#### Görev yönergesi
Düşünceler ve zihin üzerine olan yazıyı, son cümlesinin ardından devam ettirin.

#### Metin bölümü
§

9 Kasım 2022 Çarşamba

"Düşüncelerime Hakim Olamıyorum"

Günümüzde birçok kişi sıklıkla "düşüncelerime hakim olamıyorum" şikayetiyle bizlere başvuruyor. Ya da başvuru nedenleri arasında o nedenleri etkileyen en önemli gündem maddesi olarak karşımıza "düşünceler" çıkıyor. Gayet insani bir durum bu ancak düşüncelere hakim olamamanın çok ciddi zararları da vardır. Yalnız burada ufak gibi görünen fakat etkisi çok büyük olan bir anlam ayrımına başvurmamız yerinde olur: Düşüncelerinize hakim olmaya çalışmak... belki de asıl sorun budur! 


Milyonlarca, belki de milyarlarca insan düşüncelerini gerçek sanarak hayatına devam ediyor. Şimdi size bir soru: Düşüncelerinizin gerçek olduğunu nereden öğrendiniz? Bunu size kim öğretti? 

Genelde bu tür bir soru duymazsınız, ilk kez duyduğunuzda da önce bir afallarsınız. Bazılarınız şaşırarak "Düşünceler gerçek değil mi?" diye sorarken, bazılarınız da soruyu hemen normalleştirerek "Düşünceler elbette gerçek değil, sadece kafamın içinde olup biten şeyler" cevabını verir. Her iki durumda da şunu anlıyoruz: Cevabınız ne olursa olsun bugün size zorluk çıkaran şey düşünceleri tehditkar bir şekilde algılamaktır. 

Düşünceler nerede üretilir? Zihnimizde. Peki zihnimizde oluşan şeye bizler nasıl oluyor da gerçek diyebiliyoruz? Aslında bunları neredeyse hiçbir zaman aklımıza bile getirmiyoruz. Çünkü zihnimizin kullanma kılavuzu bizlere verilmedi. Deneyimler sayesinde zihnimizi daha doğru bir kullanıma çekmek istiyoruz. Hayatlarımızın tuhaf ironilerinden biri de bu zaten; ortalama 75 yıl boyunca kullanacağımız zihnimizle ilgili neredeyse hiçbir şey bilmezken, ortalama 4 yıl kullanacağımız bir cep telefonunun sayfalarca kullanma kılavuzu oluyor ve biz o aletin neredeyse tüm detaylarını biliyoruz. 

Gelelim bir başka açıya: Düşüncelerimiz zihnimizde oluşuyorsa ve gerçeklikleri tamamen sorgulanmaya açıksa ben düşünceleri hiç üretmem o zaman. Üretmediğim için de sorun yaşamam. Keşke bu kadar kolay olsaydı. Yani biz demek zihnimiz demek olsaydı evet, bu mümkündü. Ancak biz demek zihnimiz demek değildir. Zihinlerimiz bizim birer parçamız ama aynı zamanda bizi ifade etmeyen bir parçamız. Biraz kafa karıştırıcı olduğunu farkındayım, şöyle düşünelim o zaman: Siz gözünüz müsünüz? Bir çift göze sahip olduğunuz doğru ama kendinizi gözünüz olarak tanımlamazsınız muhtemelen. Peki siz böbreğiniz misiniz yoksa bir çift böbreğe sahip misiniz? Şimdi tekrar ele alalım durumu ve soruyu şöyle soralım: Siz zihniniz misiniz yoksa bir zihne sahip misiniz? Evet, bizler birer zihne sahibiz yalnızca.

§

#### Gösterilen kayıtlar
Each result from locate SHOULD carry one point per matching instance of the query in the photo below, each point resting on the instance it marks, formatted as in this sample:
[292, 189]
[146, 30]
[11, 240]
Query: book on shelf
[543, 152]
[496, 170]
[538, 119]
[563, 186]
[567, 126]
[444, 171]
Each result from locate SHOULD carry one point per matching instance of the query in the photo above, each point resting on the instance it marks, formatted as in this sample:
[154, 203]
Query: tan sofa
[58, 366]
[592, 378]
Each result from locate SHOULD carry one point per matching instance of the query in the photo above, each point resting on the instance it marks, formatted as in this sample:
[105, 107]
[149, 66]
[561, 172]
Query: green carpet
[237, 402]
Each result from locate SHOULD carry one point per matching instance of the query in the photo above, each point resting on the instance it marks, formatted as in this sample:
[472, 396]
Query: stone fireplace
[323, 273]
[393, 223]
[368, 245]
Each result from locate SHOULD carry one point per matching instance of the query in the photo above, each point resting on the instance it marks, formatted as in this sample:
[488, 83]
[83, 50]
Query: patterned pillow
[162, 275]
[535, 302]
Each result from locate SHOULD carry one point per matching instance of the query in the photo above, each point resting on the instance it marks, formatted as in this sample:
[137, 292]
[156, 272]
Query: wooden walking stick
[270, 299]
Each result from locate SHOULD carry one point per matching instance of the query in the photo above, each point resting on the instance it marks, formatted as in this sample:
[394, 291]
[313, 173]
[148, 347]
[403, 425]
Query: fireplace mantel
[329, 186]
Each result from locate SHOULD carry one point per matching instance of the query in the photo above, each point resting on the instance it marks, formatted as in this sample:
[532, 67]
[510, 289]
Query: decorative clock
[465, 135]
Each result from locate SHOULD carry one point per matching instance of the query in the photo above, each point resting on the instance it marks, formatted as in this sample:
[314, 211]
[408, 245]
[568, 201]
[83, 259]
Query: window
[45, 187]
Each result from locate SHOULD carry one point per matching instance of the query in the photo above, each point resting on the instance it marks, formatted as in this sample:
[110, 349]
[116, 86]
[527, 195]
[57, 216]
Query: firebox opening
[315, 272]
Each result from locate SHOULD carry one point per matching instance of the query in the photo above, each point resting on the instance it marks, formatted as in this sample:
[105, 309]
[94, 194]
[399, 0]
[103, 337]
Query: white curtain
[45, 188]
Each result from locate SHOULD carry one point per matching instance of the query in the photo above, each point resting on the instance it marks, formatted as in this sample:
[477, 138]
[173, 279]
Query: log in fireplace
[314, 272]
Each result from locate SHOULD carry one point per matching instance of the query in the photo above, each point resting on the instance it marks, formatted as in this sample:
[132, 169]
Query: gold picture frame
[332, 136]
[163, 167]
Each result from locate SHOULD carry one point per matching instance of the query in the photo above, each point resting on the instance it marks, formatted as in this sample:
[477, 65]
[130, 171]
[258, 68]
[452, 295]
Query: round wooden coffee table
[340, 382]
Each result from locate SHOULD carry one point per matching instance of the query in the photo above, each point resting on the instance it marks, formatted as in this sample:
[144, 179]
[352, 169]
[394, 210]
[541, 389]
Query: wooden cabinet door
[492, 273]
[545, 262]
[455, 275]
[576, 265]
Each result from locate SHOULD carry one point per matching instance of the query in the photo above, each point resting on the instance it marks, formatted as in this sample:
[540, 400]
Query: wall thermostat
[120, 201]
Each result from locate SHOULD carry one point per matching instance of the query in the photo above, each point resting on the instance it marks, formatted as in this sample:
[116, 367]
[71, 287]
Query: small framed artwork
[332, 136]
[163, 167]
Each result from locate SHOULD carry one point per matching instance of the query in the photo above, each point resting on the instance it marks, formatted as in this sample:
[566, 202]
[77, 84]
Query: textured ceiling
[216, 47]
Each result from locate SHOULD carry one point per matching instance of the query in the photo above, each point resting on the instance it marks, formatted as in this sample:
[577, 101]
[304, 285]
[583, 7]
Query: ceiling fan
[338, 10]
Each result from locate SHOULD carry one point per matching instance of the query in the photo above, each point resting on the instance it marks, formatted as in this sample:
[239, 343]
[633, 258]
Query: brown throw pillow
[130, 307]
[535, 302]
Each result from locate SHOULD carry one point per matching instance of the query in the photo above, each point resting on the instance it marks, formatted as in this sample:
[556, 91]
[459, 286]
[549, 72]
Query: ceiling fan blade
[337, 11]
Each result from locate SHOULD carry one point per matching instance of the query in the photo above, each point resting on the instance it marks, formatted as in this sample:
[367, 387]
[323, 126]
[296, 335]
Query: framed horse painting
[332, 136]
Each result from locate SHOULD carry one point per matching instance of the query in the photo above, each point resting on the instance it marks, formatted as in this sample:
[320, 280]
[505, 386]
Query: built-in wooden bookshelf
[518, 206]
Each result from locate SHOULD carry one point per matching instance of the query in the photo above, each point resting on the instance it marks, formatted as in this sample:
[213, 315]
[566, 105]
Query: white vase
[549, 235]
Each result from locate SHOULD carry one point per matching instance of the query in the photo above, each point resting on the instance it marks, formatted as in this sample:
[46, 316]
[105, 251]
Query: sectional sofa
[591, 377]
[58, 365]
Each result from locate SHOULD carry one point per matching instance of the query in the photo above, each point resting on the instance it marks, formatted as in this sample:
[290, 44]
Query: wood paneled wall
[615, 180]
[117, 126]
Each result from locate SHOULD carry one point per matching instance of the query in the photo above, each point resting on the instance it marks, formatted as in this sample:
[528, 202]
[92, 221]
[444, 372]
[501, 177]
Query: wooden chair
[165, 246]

§

#### Görevin cevabı
Ancak bizler farkında olmadan zihnimize kendimizmiş gibi davranıyoruz. Hatta çoğu zaman zihnimizin ürettiği düşüncelere bile kendimizmiş gibi davranıyoruz. Bizler düşüncelerimiz de değiliz. Düşüncelere sahibiz. 

İşte bu ayrımı yapamamak, yani kişilerin düşüncelerine bu kadar yapışması, kaynaşması aslında patolojilerin de kaynağını oluşturmaktadır. Kişiler durumu böyle algıladıklarında bu sefer ne yapıyorlar? Düşünceler zihinlerine, akıllarına gelmesin diye önlem almaya başlıyorlar. Kişiler, rahatsız oldukları düşünceler gelmesin diye hayatlarını kısıtlamaya başlıyorlar; örneğin bir yerlere gitmemeye başlıyorlar, başka kişi ve olaylarla ilişkilenmekten kaçınıyorlar, kısacası temelde kaçınma davranışlarını aktive ediyorlar. Biraz daha somutlaştırmamız gerekirse, kişiler bir anlamda kakası, çişi gelmesin diye uğraşıyorlar. Peki bu mümkün mü? Yani insanlar fizyolojileriyle, normalleriyle savaşıyorlar aslında diyebilir miyiz? Böylesi durumlarda evet diyebiliriz.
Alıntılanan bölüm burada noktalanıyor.